Saved entries =
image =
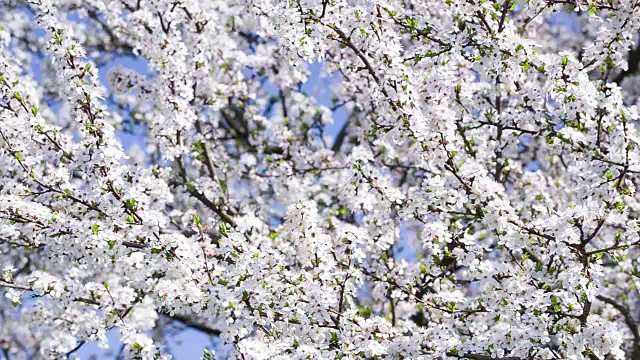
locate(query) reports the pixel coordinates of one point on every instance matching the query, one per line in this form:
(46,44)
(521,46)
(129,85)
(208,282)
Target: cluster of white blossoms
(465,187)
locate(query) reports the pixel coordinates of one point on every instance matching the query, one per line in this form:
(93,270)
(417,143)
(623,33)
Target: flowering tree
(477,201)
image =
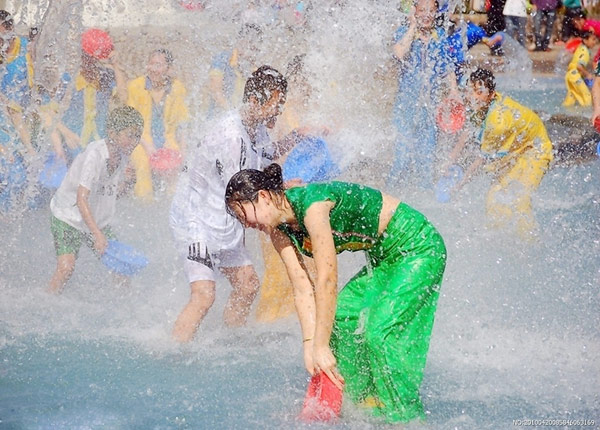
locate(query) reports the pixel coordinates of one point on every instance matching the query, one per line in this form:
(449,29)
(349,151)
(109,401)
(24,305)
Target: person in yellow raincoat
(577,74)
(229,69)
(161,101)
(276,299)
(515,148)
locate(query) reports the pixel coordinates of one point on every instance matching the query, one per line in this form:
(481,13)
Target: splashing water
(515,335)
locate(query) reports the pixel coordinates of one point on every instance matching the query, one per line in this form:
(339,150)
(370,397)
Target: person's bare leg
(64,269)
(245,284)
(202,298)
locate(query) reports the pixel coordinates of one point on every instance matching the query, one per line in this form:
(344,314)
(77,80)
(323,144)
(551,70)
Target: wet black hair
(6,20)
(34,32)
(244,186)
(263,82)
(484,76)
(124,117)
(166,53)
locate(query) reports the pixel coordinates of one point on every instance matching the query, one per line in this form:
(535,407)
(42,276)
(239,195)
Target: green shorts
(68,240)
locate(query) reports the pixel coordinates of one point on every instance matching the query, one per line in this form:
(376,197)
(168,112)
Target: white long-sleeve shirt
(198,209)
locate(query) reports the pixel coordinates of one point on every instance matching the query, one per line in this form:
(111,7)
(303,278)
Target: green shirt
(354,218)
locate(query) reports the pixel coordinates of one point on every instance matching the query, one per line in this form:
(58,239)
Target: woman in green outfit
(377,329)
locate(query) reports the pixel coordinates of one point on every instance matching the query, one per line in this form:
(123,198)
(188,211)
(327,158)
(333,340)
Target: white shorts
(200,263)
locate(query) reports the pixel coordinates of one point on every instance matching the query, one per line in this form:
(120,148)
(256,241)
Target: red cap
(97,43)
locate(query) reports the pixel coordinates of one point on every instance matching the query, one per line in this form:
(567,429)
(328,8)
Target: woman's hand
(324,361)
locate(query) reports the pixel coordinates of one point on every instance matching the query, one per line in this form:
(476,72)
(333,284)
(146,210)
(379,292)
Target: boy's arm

WHAT IS NEEDED =
Could the data above be repeated exactly, with every picture dropped?

WRITTEN REPLY =
image =
locate(query) reports the pixel coordinates of one point on every instance matching the query, one per line in this form:
(46,44)
(521,46)
(129,85)
(208,282)
Target: cluster of white blossoms
(465,187)
locate(query) reports the pixel coordinates of one point on every instance matching the query, one per line in this form:
(93,270)
(417,143)
(623,33)
Target: flowering tree
(477,201)
image =
locate(query) reports the pixel coordinates of one point on every instance matching the query, one per line in this form:
(449,29)
(349,151)
(109,401)
(24,305)
Target: person in yellow raincoat
(577,74)
(229,69)
(161,101)
(276,299)
(515,148)
locate(query) reports the pixel coordinates of one point on every instance matching the query, one per line in this form:
(481,13)
Target: splashing water
(515,335)
locate(query) reports the pixel coordinates of one point on every instance matching the query, one per line in this form:
(339,150)
(370,397)
Target: person's bare leg
(64,269)
(245,284)
(202,298)
locate(query) reports the pixel coordinates of one point on every instance matching the query, one per line in this form:
(344,314)
(77,80)
(323,144)
(551,70)
Target: wet black hair
(6,20)
(34,32)
(244,186)
(263,82)
(484,76)
(124,117)
(166,53)
locate(query) reports the pixel coordinates of one point on every instance matching the query, one per line in this form:
(535,407)
(42,276)
(239,195)
Target: green shorts
(68,240)
locate(query) reports the pixel coordinates of one point on every instance matching the query, one per line in this form:
(376,197)
(168,112)
Target: white long-sleeve shirt
(198,209)
locate(query) reports the pixel coordinates of one point on every instance matching the query, one per line in this form:
(111,7)
(303,278)
Target: green shirt
(354,218)
locate(query) reports the pixel coordinates of one point on every instance matching the query, one per line in this form:
(58,239)
Target: woman in green outfit
(377,329)
locate(query) reports the pixel coordinates of one point on every instance matching the query, one per line in this form:
(123,198)
(188,211)
(327,158)
(333,340)
Target: white shorts
(200,263)
locate(query) reports the pixel coordinates of one point on every instance matching the query, one per line in this form:
(120,148)
(256,241)
Target: red cap
(97,43)
locate(query) reports the pixel coordinates of one point on every instance matching the query, one per line in this form:
(567,429)
(328,8)
Target: woman's hand
(324,361)
locate(query) reports the pixel coordinates of one point on every instance matching the query, one per line in this form:
(476,72)
(333,284)
(146,210)
(379,292)
Target: boy's arm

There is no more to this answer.